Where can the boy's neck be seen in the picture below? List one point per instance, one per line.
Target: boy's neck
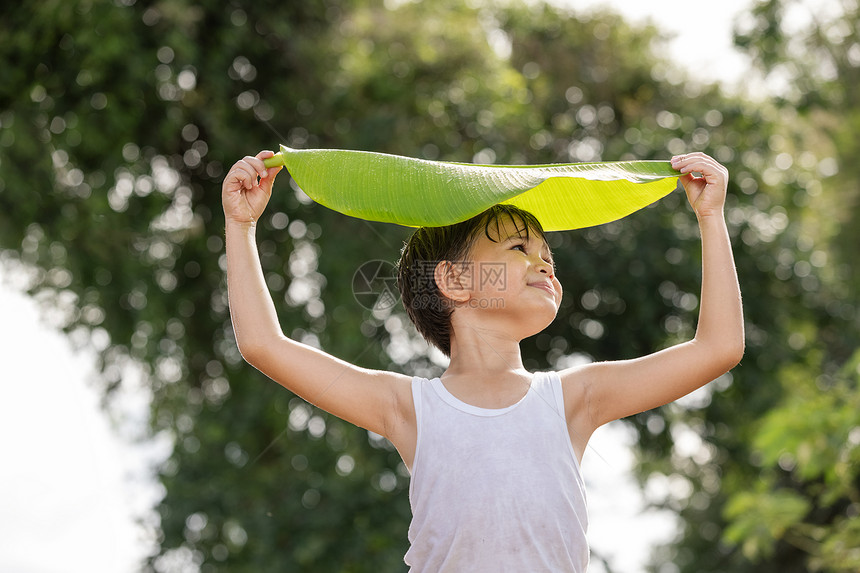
(484, 353)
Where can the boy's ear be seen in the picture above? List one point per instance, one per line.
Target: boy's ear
(453, 280)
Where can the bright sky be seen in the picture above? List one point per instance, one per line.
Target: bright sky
(70, 487)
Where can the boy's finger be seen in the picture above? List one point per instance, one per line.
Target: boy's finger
(256, 164)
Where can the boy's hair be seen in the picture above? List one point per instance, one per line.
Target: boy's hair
(426, 306)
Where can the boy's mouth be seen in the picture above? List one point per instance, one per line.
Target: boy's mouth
(544, 286)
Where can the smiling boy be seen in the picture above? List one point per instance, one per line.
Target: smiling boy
(493, 450)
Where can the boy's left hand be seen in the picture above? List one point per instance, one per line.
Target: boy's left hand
(706, 193)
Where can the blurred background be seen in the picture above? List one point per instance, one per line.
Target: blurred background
(136, 438)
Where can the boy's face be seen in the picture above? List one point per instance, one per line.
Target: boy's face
(513, 277)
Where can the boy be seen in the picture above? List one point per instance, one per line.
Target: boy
(493, 450)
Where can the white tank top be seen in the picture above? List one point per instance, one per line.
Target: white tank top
(495, 490)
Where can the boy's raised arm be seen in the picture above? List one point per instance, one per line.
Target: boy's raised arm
(375, 400)
(614, 390)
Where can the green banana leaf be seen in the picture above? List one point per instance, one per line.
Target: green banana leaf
(417, 192)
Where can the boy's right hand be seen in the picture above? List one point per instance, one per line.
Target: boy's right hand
(247, 188)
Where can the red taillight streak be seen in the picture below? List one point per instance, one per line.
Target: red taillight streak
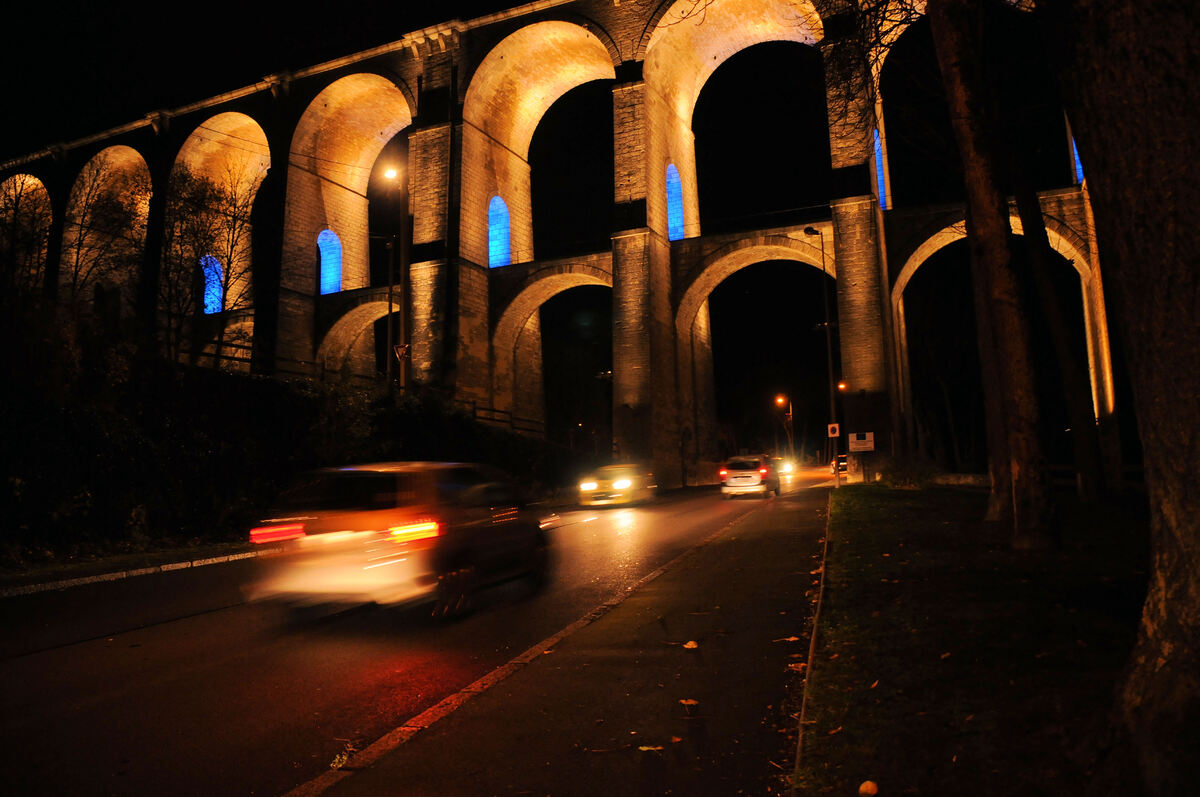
(276, 533)
(423, 531)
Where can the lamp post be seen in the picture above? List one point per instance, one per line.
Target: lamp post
(780, 400)
(401, 352)
(825, 297)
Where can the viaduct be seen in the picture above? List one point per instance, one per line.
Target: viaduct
(467, 96)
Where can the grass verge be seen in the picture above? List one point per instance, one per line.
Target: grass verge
(947, 663)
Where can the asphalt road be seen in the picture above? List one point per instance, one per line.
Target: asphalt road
(172, 683)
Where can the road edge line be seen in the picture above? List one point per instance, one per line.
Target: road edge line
(448, 705)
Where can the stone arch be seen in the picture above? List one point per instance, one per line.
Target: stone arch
(348, 347)
(334, 149)
(509, 94)
(25, 219)
(681, 53)
(232, 154)
(105, 227)
(694, 347)
(516, 340)
(1072, 247)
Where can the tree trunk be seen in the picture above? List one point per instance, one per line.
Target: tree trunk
(955, 29)
(1129, 76)
(1077, 393)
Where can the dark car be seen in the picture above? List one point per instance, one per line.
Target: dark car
(755, 475)
(399, 532)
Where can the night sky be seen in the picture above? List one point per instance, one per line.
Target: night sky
(82, 67)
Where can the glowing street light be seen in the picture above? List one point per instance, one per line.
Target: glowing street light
(825, 295)
(780, 400)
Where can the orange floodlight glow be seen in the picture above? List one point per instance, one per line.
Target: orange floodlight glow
(276, 533)
(423, 531)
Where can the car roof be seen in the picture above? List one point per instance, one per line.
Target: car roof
(395, 467)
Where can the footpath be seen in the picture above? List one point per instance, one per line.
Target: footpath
(690, 685)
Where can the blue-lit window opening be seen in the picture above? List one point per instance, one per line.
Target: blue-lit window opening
(675, 204)
(499, 247)
(210, 268)
(880, 181)
(330, 247)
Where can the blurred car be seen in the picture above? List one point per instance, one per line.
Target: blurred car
(397, 532)
(617, 484)
(749, 475)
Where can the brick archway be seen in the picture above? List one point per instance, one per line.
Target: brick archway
(509, 94)
(517, 385)
(1072, 247)
(694, 343)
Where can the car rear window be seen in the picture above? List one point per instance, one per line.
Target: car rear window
(349, 490)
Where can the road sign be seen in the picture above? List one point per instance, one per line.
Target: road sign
(862, 441)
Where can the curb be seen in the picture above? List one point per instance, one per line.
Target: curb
(66, 583)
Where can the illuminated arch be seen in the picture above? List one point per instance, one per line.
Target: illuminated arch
(1072, 247)
(213, 276)
(330, 249)
(232, 153)
(725, 262)
(499, 238)
(675, 204)
(25, 216)
(105, 226)
(520, 317)
(682, 48)
(509, 94)
(333, 151)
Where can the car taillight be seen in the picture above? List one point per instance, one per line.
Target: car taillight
(276, 533)
(421, 531)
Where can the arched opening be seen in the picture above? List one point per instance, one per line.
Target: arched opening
(682, 51)
(762, 139)
(329, 247)
(570, 165)
(941, 358)
(768, 340)
(499, 240)
(675, 204)
(508, 96)
(210, 198)
(105, 232)
(576, 334)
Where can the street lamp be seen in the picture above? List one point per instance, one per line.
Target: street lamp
(825, 295)
(397, 352)
(780, 400)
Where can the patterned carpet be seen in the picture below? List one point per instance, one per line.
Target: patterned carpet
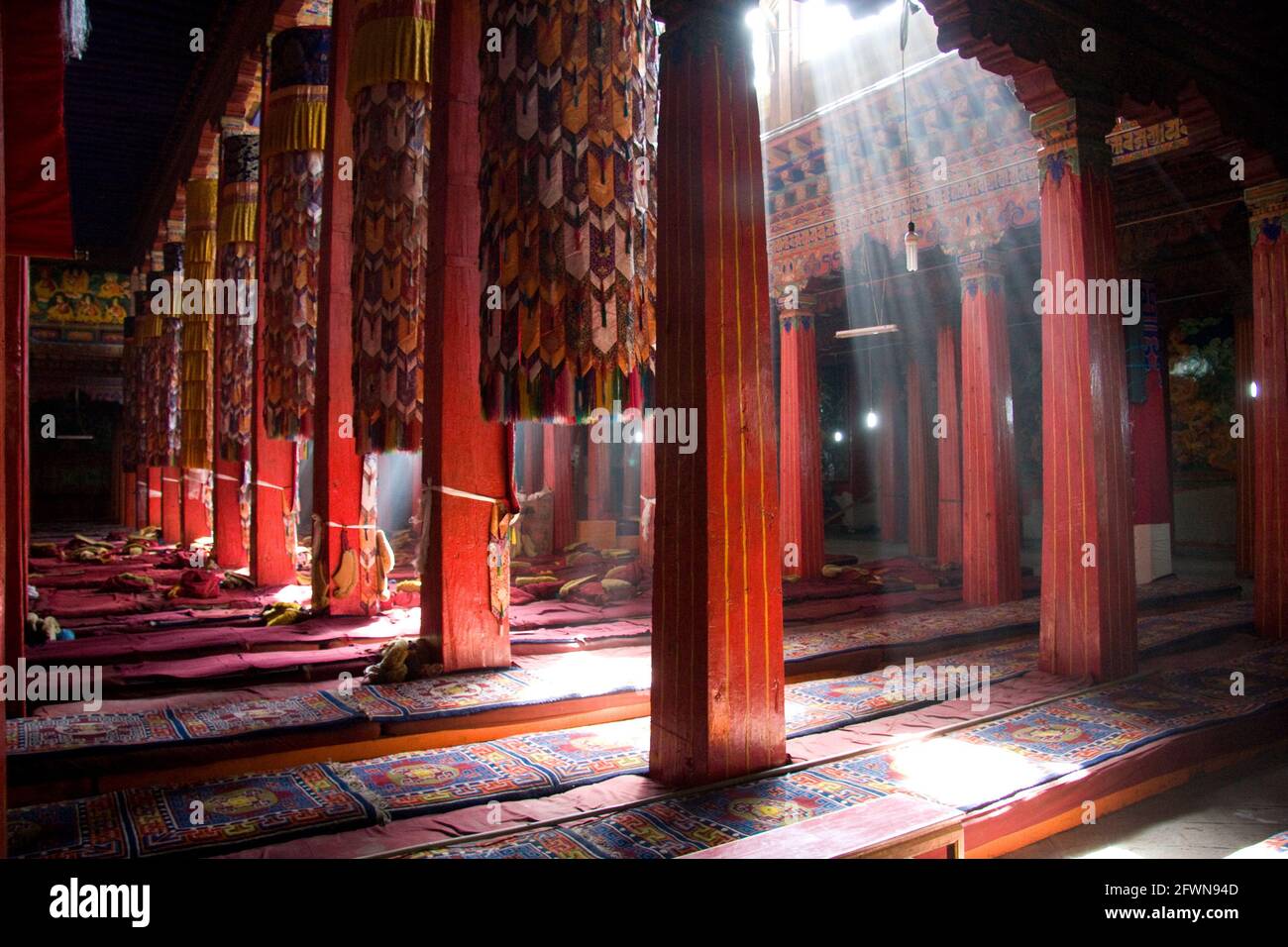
(207, 817)
(969, 768)
(576, 676)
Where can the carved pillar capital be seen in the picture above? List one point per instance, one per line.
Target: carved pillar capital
(1267, 205)
(1073, 138)
(983, 262)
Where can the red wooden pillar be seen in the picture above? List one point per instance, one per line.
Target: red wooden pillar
(921, 468)
(463, 453)
(648, 497)
(271, 462)
(230, 551)
(558, 475)
(156, 497)
(717, 624)
(1267, 206)
(5, 656)
(991, 502)
(800, 450)
(1150, 447)
(1089, 589)
(196, 514)
(533, 458)
(892, 478)
(599, 483)
(949, 521)
(1244, 406)
(336, 466)
(16, 440)
(171, 504)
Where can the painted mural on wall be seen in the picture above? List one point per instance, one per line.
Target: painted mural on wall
(1201, 357)
(75, 304)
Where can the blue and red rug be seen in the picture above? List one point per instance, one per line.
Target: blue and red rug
(202, 818)
(1274, 847)
(967, 770)
(578, 676)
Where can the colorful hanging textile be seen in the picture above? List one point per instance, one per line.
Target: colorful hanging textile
(389, 86)
(292, 150)
(568, 125)
(197, 394)
(237, 231)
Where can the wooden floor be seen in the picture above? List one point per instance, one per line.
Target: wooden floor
(1210, 817)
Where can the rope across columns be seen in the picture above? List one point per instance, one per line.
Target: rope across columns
(198, 357)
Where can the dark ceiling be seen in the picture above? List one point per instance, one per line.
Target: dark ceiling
(123, 102)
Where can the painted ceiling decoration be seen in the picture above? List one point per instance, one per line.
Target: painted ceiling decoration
(389, 89)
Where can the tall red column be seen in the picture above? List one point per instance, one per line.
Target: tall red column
(171, 504)
(921, 470)
(892, 479)
(991, 502)
(717, 633)
(1089, 590)
(196, 513)
(5, 657)
(648, 497)
(599, 478)
(800, 450)
(1267, 206)
(463, 453)
(271, 460)
(16, 440)
(949, 444)
(533, 457)
(558, 475)
(156, 497)
(336, 466)
(141, 497)
(1245, 475)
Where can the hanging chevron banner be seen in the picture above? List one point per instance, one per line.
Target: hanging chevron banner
(292, 153)
(389, 88)
(198, 341)
(568, 125)
(237, 208)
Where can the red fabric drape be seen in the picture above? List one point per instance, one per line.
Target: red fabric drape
(38, 211)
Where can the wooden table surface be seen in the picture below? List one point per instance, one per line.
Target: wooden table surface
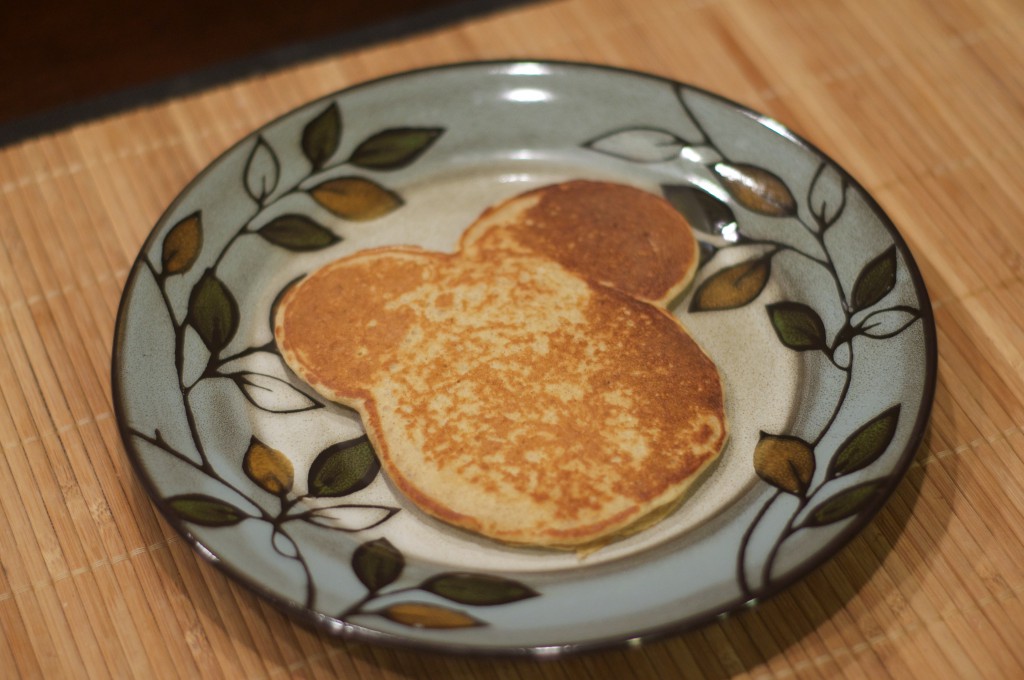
(922, 100)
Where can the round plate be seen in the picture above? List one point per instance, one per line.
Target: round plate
(806, 298)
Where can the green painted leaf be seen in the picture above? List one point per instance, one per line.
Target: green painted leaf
(846, 504)
(343, 468)
(477, 589)
(420, 614)
(866, 444)
(756, 188)
(394, 149)
(262, 171)
(377, 563)
(213, 312)
(826, 197)
(269, 468)
(876, 280)
(784, 462)
(700, 209)
(733, 286)
(205, 510)
(322, 136)
(297, 232)
(797, 326)
(355, 199)
(182, 245)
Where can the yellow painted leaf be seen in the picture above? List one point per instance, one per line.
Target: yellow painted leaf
(784, 462)
(181, 245)
(419, 614)
(355, 199)
(757, 188)
(268, 467)
(732, 287)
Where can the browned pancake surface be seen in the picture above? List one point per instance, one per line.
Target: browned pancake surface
(612, 234)
(506, 393)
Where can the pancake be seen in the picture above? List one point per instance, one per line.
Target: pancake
(507, 392)
(612, 234)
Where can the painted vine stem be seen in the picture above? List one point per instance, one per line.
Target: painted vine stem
(343, 468)
(784, 461)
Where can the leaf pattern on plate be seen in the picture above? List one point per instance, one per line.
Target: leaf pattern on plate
(322, 136)
(419, 614)
(343, 469)
(784, 461)
(732, 287)
(213, 312)
(355, 199)
(394, 149)
(297, 232)
(205, 510)
(757, 189)
(269, 468)
(182, 245)
(478, 589)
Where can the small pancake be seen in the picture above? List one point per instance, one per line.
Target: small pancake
(505, 392)
(612, 234)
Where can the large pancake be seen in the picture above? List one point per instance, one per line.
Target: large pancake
(505, 392)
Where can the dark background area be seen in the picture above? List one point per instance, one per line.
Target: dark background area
(62, 60)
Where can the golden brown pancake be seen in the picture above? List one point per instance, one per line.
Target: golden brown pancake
(612, 234)
(507, 392)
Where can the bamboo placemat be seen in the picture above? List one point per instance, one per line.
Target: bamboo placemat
(922, 100)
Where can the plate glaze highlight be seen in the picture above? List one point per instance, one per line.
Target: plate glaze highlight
(807, 299)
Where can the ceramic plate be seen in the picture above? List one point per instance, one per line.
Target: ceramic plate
(806, 298)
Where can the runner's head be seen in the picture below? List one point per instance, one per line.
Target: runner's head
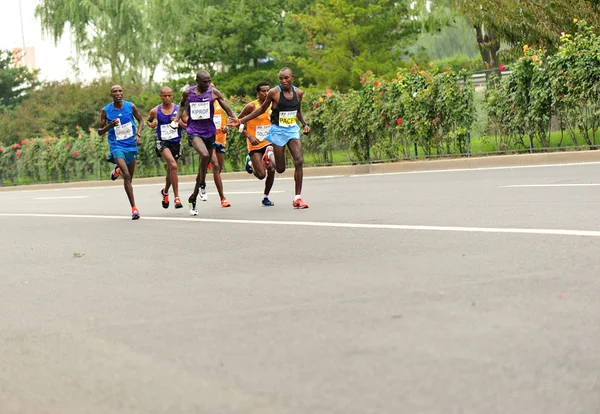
(203, 80)
(262, 89)
(286, 78)
(116, 92)
(166, 95)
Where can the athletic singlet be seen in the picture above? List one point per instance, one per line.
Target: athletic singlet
(164, 132)
(259, 128)
(200, 111)
(220, 119)
(287, 110)
(121, 137)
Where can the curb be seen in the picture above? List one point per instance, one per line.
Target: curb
(465, 163)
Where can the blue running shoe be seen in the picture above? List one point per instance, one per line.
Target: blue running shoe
(267, 202)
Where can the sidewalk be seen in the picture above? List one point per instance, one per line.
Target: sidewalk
(466, 163)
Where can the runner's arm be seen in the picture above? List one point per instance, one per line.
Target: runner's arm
(246, 111)
(258, 111)
(219, 97)
(138, 117)
(300, 114)
(183, 121)
(103, 126)
(182, 105)
(152, 122)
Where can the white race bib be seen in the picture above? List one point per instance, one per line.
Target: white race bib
(287, 119)
(262, 131)
(167, 133)
(200, 110)
(217, 119)
(124, 131)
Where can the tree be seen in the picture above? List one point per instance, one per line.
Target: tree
(519, 22)
(114, 33)
(349, 37)
(15, 82)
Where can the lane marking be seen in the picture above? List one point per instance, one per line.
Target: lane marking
(511, 167)
(550, 185)
(497, 230)
(60, 198)
(248, 192)
(120, 186)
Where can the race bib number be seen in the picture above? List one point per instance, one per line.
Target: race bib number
(199, 110)
(262, 131)
(217, 119)
(167, 133)
(287, 119)
(124, 131)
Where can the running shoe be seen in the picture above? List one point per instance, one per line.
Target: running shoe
(249, 169)
(203, 195)
(267, 156)
(177, 203)
(299, 204)
(267, 203)
(192, 206)
(115, 173)
(165, 197)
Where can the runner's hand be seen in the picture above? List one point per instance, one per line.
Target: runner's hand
(233, 122)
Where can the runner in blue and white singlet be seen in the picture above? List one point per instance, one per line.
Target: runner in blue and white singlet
(118, 119)
(286, 104)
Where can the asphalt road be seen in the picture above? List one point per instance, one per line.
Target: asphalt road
(446, 292)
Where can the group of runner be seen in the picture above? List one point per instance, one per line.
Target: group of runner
(269, 124)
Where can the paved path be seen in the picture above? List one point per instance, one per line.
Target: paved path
(446, 292)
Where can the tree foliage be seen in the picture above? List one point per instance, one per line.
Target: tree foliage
(15, 82)
(519, 22)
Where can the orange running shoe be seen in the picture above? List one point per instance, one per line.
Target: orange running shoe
(135, 213)
(165, 197)
(115, 174)
(178, 203)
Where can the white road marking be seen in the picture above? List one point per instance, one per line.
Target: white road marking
(511, 167)
(499, 230)
(247, 192)
(119, 185)
(550, 185)
(60, 198)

#### THE TASK:
Please copy these rows verbatim, starting at the line that contains "Where can the painted ceiling" and ending after the line that contains "(1245, 475)".

#### TASK RESPONSE:
Where can the painted ceiling decoration be seen in the picture above? List one point per instance, one per line.
Target: painted ceiling decoration
(389, 89)
Where can the tall red column be seen in the picture above? List one point per instance, one per line.
Target: tall red column
(171, 504)
(921, 470)
(892, 479)
(991, 502)
(717, 633)
(1089, 590)
(196, 513)
(5, 657)
(648, 497)
(599, 478)
(800, 450)
(1267, 206)
(463, 453)
(271, 460)
(16, 440)
(949, 444)
(533, 457)
(558, 475)
(156, 497)
(336, 466)
(141, 497)
(1245, 475)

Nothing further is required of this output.